#### Records provided

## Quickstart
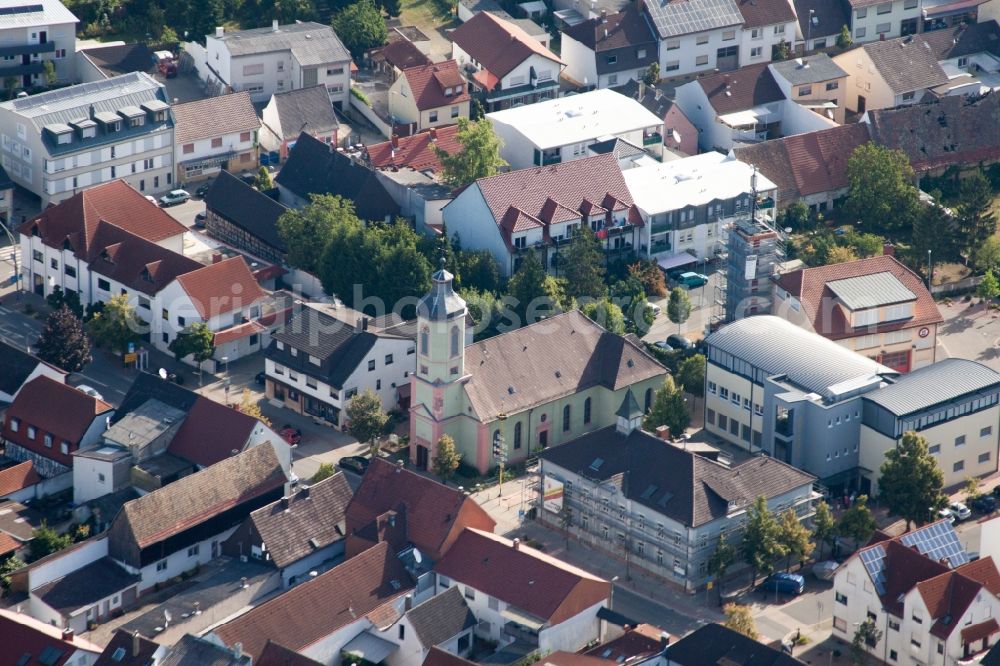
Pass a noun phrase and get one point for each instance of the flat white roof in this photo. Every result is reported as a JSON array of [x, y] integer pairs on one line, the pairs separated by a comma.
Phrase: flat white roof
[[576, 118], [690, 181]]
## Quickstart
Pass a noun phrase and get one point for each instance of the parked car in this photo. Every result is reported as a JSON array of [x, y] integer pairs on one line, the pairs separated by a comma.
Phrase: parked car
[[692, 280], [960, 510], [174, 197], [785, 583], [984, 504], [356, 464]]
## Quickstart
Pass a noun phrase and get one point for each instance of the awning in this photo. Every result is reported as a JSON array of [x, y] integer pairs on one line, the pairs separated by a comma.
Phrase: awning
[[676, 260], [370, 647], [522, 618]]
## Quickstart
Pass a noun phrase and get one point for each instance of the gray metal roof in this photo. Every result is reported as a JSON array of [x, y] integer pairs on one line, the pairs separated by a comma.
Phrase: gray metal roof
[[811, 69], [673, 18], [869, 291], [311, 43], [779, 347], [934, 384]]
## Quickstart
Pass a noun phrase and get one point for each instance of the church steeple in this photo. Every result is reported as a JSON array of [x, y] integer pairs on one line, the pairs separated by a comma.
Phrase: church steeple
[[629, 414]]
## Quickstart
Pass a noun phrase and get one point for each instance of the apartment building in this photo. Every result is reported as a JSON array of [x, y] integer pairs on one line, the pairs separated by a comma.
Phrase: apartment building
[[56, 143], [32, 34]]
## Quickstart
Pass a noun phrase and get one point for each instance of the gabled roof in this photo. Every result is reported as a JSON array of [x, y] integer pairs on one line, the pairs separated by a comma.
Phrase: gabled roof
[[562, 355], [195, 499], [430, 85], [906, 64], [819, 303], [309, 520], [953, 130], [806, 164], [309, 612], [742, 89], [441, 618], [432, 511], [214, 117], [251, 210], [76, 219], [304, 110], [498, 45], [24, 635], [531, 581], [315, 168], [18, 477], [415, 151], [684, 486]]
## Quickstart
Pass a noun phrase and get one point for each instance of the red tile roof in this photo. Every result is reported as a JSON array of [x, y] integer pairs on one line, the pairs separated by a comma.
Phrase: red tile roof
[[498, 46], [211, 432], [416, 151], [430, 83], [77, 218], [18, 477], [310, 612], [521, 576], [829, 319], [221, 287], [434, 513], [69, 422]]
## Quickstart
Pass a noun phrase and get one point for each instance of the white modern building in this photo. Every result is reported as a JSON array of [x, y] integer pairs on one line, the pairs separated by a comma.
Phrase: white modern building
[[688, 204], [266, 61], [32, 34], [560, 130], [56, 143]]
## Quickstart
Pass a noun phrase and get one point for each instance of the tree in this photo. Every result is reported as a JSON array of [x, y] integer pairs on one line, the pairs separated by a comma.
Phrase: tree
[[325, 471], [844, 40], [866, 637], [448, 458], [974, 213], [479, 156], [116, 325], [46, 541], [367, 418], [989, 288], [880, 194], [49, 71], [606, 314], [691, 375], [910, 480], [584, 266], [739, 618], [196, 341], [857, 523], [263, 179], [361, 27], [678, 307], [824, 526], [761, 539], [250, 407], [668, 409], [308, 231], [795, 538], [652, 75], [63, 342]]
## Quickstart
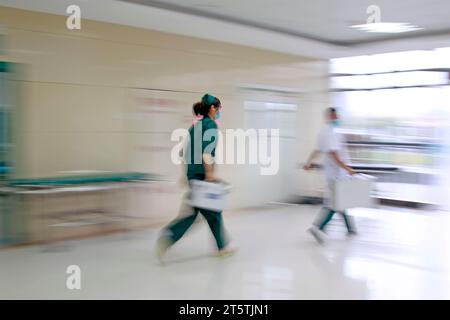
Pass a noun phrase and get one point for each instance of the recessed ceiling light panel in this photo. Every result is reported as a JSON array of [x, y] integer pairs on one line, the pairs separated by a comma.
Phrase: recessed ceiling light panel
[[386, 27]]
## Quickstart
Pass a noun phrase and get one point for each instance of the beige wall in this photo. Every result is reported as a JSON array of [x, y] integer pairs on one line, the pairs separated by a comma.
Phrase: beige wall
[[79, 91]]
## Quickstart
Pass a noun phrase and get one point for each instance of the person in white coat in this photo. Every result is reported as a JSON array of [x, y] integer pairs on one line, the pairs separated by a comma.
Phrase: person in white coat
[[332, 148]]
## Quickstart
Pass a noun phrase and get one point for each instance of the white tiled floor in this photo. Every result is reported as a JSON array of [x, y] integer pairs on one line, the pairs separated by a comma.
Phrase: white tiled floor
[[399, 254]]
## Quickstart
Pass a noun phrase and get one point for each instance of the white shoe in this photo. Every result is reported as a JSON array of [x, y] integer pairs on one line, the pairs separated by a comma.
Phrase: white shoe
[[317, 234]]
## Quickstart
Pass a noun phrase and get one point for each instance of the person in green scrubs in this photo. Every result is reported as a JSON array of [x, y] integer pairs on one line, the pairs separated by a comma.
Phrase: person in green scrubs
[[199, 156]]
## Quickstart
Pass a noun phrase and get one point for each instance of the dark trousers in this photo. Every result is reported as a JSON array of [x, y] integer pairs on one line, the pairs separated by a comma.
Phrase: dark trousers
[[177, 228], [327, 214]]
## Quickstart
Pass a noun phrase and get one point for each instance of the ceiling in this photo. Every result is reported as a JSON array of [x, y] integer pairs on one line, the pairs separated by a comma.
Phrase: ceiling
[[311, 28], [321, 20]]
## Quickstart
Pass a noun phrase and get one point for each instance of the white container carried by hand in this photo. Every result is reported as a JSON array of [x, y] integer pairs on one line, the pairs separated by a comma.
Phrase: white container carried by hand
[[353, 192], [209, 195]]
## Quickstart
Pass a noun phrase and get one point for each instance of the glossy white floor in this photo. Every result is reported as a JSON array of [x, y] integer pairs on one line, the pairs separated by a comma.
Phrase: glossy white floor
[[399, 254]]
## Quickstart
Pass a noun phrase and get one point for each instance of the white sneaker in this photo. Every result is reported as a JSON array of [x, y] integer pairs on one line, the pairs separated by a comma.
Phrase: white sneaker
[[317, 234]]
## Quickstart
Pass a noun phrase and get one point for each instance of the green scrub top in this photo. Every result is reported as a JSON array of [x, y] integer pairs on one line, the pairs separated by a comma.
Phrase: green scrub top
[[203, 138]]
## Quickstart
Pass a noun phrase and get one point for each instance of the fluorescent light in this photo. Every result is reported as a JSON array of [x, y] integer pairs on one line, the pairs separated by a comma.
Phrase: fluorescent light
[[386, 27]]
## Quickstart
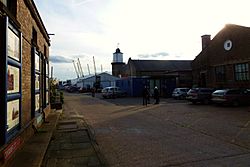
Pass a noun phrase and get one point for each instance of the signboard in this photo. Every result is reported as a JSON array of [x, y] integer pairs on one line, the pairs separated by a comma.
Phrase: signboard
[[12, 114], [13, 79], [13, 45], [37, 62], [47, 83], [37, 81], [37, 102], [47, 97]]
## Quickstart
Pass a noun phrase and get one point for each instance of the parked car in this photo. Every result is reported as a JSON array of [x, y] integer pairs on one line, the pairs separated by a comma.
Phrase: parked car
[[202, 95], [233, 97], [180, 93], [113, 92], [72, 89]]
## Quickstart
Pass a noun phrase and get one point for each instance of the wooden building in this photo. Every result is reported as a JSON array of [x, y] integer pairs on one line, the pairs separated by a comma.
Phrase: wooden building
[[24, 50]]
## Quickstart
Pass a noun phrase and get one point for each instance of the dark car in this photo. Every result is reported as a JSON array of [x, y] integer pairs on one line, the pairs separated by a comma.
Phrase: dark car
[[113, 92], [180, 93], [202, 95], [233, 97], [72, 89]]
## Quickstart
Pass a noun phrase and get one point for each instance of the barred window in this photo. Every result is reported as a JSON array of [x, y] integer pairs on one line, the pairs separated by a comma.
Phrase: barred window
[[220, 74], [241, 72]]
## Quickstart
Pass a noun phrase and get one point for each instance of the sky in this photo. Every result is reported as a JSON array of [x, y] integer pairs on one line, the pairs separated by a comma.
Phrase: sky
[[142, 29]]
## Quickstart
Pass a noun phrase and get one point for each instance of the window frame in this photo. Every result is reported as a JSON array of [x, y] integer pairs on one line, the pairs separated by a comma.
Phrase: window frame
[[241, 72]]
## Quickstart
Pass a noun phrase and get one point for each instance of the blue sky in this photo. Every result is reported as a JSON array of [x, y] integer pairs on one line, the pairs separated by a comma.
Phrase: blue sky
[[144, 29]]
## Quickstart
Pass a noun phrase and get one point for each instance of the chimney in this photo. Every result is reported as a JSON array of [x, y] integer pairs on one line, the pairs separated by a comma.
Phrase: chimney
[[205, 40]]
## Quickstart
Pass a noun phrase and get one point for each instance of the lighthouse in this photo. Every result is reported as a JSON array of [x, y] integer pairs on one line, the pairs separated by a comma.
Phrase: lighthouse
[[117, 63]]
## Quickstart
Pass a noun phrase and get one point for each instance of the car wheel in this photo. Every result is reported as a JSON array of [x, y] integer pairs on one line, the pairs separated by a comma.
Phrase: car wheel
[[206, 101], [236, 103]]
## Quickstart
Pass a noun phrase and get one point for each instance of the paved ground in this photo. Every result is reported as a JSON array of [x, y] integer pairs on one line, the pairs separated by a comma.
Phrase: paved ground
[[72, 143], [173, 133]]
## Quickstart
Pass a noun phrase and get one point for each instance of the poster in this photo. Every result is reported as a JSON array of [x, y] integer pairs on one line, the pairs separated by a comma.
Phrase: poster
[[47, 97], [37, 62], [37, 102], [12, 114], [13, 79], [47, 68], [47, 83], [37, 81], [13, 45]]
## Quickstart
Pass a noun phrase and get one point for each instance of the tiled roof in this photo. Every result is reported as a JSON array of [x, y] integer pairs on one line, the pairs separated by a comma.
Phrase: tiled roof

########

Reproduce exactly, and only, the part of the listing above that begins at the line with "the dark car" and goes on through the line with "of the barred".

Pass a noun phrase and get one point for each instance of the dark car in this photo. Every result is reported as a JSON array of [x, y] integer pairs on one line, the pairs separated by a comma.
Phrase: dark car
[[113, 92], [180, 93], [202, 95], [233, 97], [72, 89]]
## Quickstart
Pass a noun phrase and get one point for each instance of the barred window in this photo. Every result is reported as a JSON array of [x, y] integer pairs on one line, the pairs separated by a comma.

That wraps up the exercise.